▶ [WORK INSTRUCTIONS] Omit the pictures from the listing below and print every remaining entry verbatim.

▶ [RECORD SET]
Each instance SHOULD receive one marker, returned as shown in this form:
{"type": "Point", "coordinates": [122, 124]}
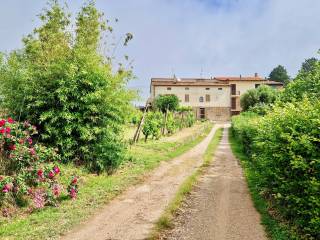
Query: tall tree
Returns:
{"type": "Point", "coordinates": [279, 74]}
{"type": "Point", "coordinates": [309, 64]}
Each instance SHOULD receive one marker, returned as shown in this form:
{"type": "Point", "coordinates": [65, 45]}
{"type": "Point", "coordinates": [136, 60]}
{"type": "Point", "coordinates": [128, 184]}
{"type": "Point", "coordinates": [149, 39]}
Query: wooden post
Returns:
{"type": "Point", "coordinates": [165, 121]}
{"type": "Point", "coordinates": [137, 133]}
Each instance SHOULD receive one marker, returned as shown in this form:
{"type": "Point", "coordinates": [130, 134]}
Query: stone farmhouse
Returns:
{"type": "Point", "coordinates": [216, 98]}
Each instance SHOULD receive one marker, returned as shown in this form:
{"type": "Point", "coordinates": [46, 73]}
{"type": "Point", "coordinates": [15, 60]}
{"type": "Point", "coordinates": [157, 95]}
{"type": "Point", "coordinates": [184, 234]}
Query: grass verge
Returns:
{"type": "Point", "coordinates": [95, 191]}
{"type": "Point", "coordinates": [275, 229]}
{"type": "Point", "coordinates": [166, 219]}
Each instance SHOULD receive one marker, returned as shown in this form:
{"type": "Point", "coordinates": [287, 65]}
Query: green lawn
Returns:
{"type": "Point", "coordinates": [95, 191]}
{"type": "Point", "coordinates": [167, 218]}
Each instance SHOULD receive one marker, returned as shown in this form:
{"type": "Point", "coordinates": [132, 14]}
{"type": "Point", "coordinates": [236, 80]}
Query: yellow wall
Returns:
{"type": "Point", "coordinates": [218, 98]}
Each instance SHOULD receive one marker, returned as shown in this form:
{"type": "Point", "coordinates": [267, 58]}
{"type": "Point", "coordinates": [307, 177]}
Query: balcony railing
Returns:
{"type": "Point", "coordinates": [235, 93]}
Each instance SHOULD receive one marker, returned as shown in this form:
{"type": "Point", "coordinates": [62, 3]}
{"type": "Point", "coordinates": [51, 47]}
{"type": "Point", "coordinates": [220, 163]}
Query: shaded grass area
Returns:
{"type": "Point", "coordinates": [166, 219]}
{"type": "Point", "coordinates": [275, 229]}
{"type": "Point", "coordinates": [95, 191]}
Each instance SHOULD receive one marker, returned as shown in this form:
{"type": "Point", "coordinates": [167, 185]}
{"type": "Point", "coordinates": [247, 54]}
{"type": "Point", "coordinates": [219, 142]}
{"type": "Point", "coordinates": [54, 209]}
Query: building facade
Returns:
{"type": "Point", "coordinates": [215, 98]}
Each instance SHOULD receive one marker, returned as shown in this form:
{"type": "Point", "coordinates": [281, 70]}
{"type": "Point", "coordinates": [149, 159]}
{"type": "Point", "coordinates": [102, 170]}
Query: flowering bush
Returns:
{"type": "Point", "coordinates": [32, 170]}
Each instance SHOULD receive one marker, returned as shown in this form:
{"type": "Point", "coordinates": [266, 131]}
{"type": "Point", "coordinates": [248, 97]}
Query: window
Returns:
{"type": "Point", "coordinates": [233, 89]}
{"type": "Point", "coordinates": [186, 98]}
{"type": "Point", "coordinates": [233, 103]}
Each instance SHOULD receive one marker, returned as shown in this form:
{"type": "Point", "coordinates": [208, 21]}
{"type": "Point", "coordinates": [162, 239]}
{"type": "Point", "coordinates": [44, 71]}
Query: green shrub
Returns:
{"type": "Point", "coordinates": [284, 147]}
{"type": "Point", "coordinates": [262, 95]}
{"type": "Point", "coordinates": [166, 103]}
{"type": "Point", "coordinates": [152, 124]}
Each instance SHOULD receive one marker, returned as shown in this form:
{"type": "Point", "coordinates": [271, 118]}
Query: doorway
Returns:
{"type": "Point", "coordinates": [202, 113]}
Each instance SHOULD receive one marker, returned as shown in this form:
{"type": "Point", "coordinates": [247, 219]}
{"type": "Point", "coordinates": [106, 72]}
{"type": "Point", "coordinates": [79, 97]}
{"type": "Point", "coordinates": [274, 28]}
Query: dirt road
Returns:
{"type": "Point", "coordinates": [220, 208]}
{"type": "Point", "coordinates": [131, 215]}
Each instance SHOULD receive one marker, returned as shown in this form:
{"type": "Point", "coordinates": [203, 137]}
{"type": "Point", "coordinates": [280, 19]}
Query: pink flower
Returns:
{"type": "Point", "coordinates": [56, 170]}
{"type": "Point", "coordinates": [39, 198]}
{"type": "Point", "coordinates": [10, 120]}
{"type": "Point", "coordinates": [2, 122]}
{"type": "Point", "coordinates": [30, 192]}
{"type": "Point", "coordinates": [12, 147]}
{"type": "Point", "coordinates": [8, 130]}
{"type": "Point", "coordinates": [32, 151]}
{"type": "Point", "coordinates": [56, 190]}
{"type": "Point", "coordinates": [74, 181]}
{"type": "Point", "coordinates": [73, 193]}
{"type": "Point", "coordinates": [51, 174]}
{"type": "Point", "coordinates": [40, 173]}
{"type": "Point", "coordinates": [26, 124]}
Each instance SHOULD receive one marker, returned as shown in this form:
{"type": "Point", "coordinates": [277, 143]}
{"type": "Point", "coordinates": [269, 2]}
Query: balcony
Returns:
{"type": "Point", "coordinates": [235, 93]}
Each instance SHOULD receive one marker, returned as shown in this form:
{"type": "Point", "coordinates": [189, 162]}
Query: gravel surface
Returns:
{"type": "Point", "coordinates": [132, 215]}
{"type": "Point", "coordinates": [220, 207]}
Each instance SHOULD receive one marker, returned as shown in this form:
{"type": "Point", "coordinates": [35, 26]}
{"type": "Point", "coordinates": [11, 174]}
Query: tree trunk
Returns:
{"type": "Point", "coordinates": [137, 133]}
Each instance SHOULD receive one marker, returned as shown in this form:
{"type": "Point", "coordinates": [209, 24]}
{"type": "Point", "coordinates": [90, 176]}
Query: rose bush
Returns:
{"type": "Point", "coordinates": [31, 171]}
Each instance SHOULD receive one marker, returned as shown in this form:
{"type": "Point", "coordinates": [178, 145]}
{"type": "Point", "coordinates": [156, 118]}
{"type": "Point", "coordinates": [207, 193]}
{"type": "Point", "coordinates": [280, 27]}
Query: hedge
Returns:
{"type": "Point", "coordinates": [284, 147]}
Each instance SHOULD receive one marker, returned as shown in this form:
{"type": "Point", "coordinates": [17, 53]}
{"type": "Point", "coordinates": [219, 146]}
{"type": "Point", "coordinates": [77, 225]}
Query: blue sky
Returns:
{"type": "Point", "coordinates": [193, 38]}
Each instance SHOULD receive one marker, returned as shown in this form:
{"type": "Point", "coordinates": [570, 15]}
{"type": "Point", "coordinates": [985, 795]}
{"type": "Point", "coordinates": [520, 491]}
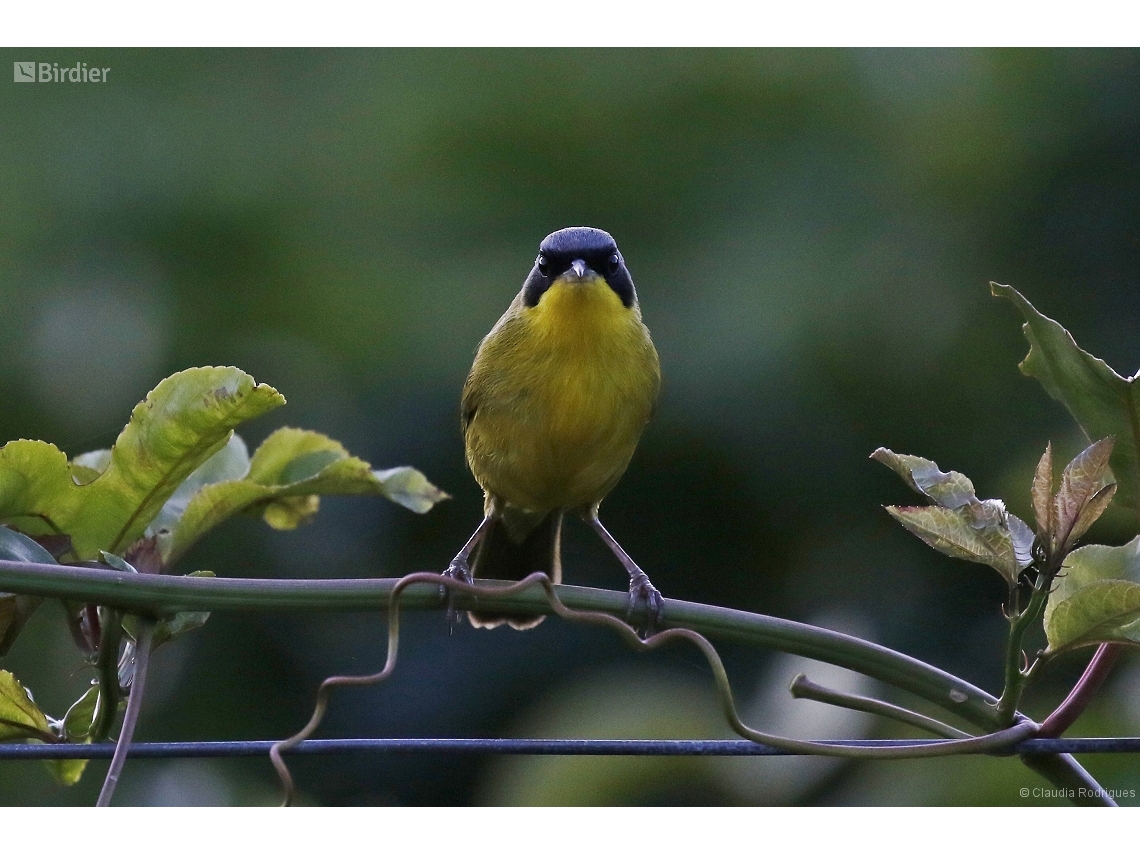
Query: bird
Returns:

▶ [REPLY]
Each instance SHOULD receive one marker, returned as shown in this form:
{"type": "Point", "coordinates": [122, 124]}
Query: tall tree
Returns:
{"type": "Point", "coordinates": [279, 74]}
{"type": "Point", "coordinates": [309, 64]}
Each instance SHOULD receive one marker, returned as shown in this form:
{"type": "Point", "coordinates": [65, 45]}
{"type": "Point", "coordinates": [136, 60]}
{"type": "Point", "coordinates": [128, 184]}
{"type": "Point", "coordinates": [149, 39]}
Query: wooden post
Returns:
{"type": "Point", "coordinates": [165, 121]}
{"type": "Point", "coordinates": [137, 133]}
Each instance SHOULD receive one marker, returned as shown in this form:
{"type": "Point", "coordinates": [130, 134]}
Query: stone farmhouse
Returns:
{"type": "Point", "coordinates": [216, 98]}
Each instance SHOULD receive one marker, returned as shown in this form:
{"type": "Point", "coordinates": [46, 73]}
{"type": "Point", "coordinates": [15, 60]}
{"type": "Point", "coordinates": [157, 95]}
{"type": "Point", "coordinates": [184, 234]}
Query: grass verge
Returns:
{"type": "Point", "coordinates": [95, 191]}
{"type": "Point", "coordinates": [275, 229]}
{"type": "Point", "coordinates": [166, 219]}
Each instance SHOULD receive one marker, returned as shown in this form:
{"type": "Point", "coordinates": [287, 65]}
Query: green lawn
Returns:
{"type": "Point", "coordinates": [95, 191]}
{"type": "Point", "coordinates": [167, 218]}
Each instance SHOULD receive one marker, returned as shown in this form:
{"type": "Point", "coordinates": [132, 14]}
{"type": "Point", "coordinates": [236, 80]}
Query: yellow wall
Returns:
{"type": "Point", "coordinates": [218, 98]}
Each instance SHOULD receive one marker, returned as shown in this form:
{"type": "Point", "coordinates": [267, 58]}
{"type": "Point", "coordinates": [307, 177]}
Query: balcony railing
Returns:
{"type": "Point", "coordinates": [235, 93]}
Each instance SHOULD receive one marker, returned as shown in this form:
{"type": "Point", "coordinates": [62, 3]}
{"type": "Point", "coordinates": [51, 47]}
{"type": "Point", "coordinates": [220, 163]}
Query: shaded grass area
Returns:
{"type": "Point", "coordinates": [166, 219]}
{"type": "Point", "coordinates": [275, 229]}
{"type": "Point", "coordinates": [95, 191]}
Each instance SHOULD receive one marker, returned as shown in this form:
{"type": "Point", "coordinates": [167, 185]}
{"type": "Point", "coordinates": [247, 54]}
{"type": "Point", "coordinates": [219, 142]}
{"type": "Point", "coordinates": [54, 209]}
Query: building facade
Returns:
{"type": "Point", "coordinates": [215, 98]}
Each instance SHOULD receive one marker, returned as shown in this form:
{"type": "Point", "coordinates": [281, 70]}
{"type": "Point", "coordinates": [149, 159]}
{"type": "Point", "coordinates": [102, 170]}
Query: flowering bush
Returns:
{"type": "Point", "coordinates": [32, 170]}
Each instance SHOULD receive one marker, returned as shown in this form:
{"type": "Point", "coordinates": [266, 131]}
{"type": "Point", "coordinates": [248, 97]}
Query: window
Returns:
{"type": "Point", "coordinates": [233, 89]}
{"type": "Point", "coordinates": [186, 98]}
{"type": "Point", "coordinates": [233, 103]}
Each instance SHOULD receive one marker, returned as shown in this form:
{"type": "Point", "coordinates": [208, 21]}
{"type": "Point", "coordinates": [162, 239]}
{"type": "Point", "coordinates": [44, 71]}
Query: green shrub
Returns:
{"type": "Point", "coordinates": [284, 147]}
{"type": "Point", "coordinates": [262, 95]}
{"type": "Point", "coordinates": [166, 103]}
{"type": "Point", "coordinates": [152, 124]}
Each instance SHOULD receive one marker, returned as shown in this form:
{"type": "Point", "coordinates": [271, 118]}
Query: doorway
Returns:
{"type": "Point", "coordinates": [202, 113]}
Each instance SHOULD receive one marker, returned as shown in this form:
{"type": "Point", "coordinates": [247, 219]}
{"type": "Point", "coordinates": [106, 72]}
{"type": "Point", "coordinates": [79, 97]}
{"type": "Point", "coordinates": [274, 28]}
Query: dirt road
Returns:
{"type": "Point", "coordinates": [220, 208]}
{"type": "Point", "coordinates": [131, 215]}
Each instance SHOULD receive one marker, returned as shown in this form:
{"type": "Point", "coordinates": [203, 137]}
{"type": "Point", "coordinates": [280, 19]}
Query: pink flower
Returns:
{"type": "Point", "coordinates": [56, 170]}
{"type": "Point", "coordinates": [39, 198]}
{"type": "Point", "coordinates": [10, 120]}
{"type": "Point", "coordinates": [2, 122]}
{"type": "Point", "coordinates": [30, 192]}
{"type": "Point", "coordinates": [12, 147]}
{"type": "Point", "coordinates": [8, 130]}
{"type": "Point", "coordinates": [32, 151]}
{"type": "Point", "coordinates": [56, 190]}
{"type": "Point", "coordinates": [74, 181]}
{"type": "Point", "coordinates": [73, 193]}
{"type": "Point", "coordinates": [51, 174]}
{"type": "Point", "coordinates": [40, 173]}
{"type": "Point", "coordinates": [26, 124]}
Each instance SHOULD receive one marker, returned as shown in this form:
{"type": "Point", "coordinates": [277, 143]}
{"type": "Point", "coordinates": [269, 2]}
Query: balcony
Returns:
{"type": "Point", "coordinates": [235, 93]}
Each instance SHOULD receive one marker, returned as shown in this form:
{"type": "Point", "coordinates": [189, 162]}
Query: gravel surface
Returns:
{"type": "Point", "coordinates": [132, 215]}
{"type": "Point", "coordinates": [220, 207]}
Each instance SHOULD receive one marker, returned as shown in this form:
{"type": "Point", "coordinates": [35, 26]}
{"type": "Point", "coordinates": [11, 174]}
Query: tree trunk
Returns:
{"type": "Point", "coordinates": [137, 133]}
Each instance SHOULD receive one marker, returned as shown in this form:
{"type": "Point", "coordinates": [209, 24]}
{"type": "Point", "coordinates": [90, 176]}
Query: rose bush
Returns:
{"type": "Point", "coordinates": [31, 171]}
Each instance SHOULD receive one marker, returned as shown in this form:
{"type": "Point", "coordinates": [178, 145]}
{"type": "Point", "coordinates": [156, 118]}
{"type": "Point", "coordinates": [207, 193]}
{"type": "Point", "coordinates": [280, 27]}
Query: hedge
Returns:
{"type": "Point", "coordinates": [284, 147]}
Each instance SHOULD receive one marker, returned as shown in this form:
{"type": "Point", "coordinates": [17, 53]}
{"type": "Point", "coordinates": [219, 146]}
{"type": "Point", "coordinates": [77, 225]}
Query: blue sky
Returns:
{"type": "Point", "coordinates": [193, 38]}
Each instance SHOULD receive one marker, returned as shown in this form:
{"type": "Point", "coordinates": [570, 15]}
{"type": "Point", "coordinates": [985, 795]}
{"type": "Point", "coordinates": [520, 491]}
Query: bird
Returns:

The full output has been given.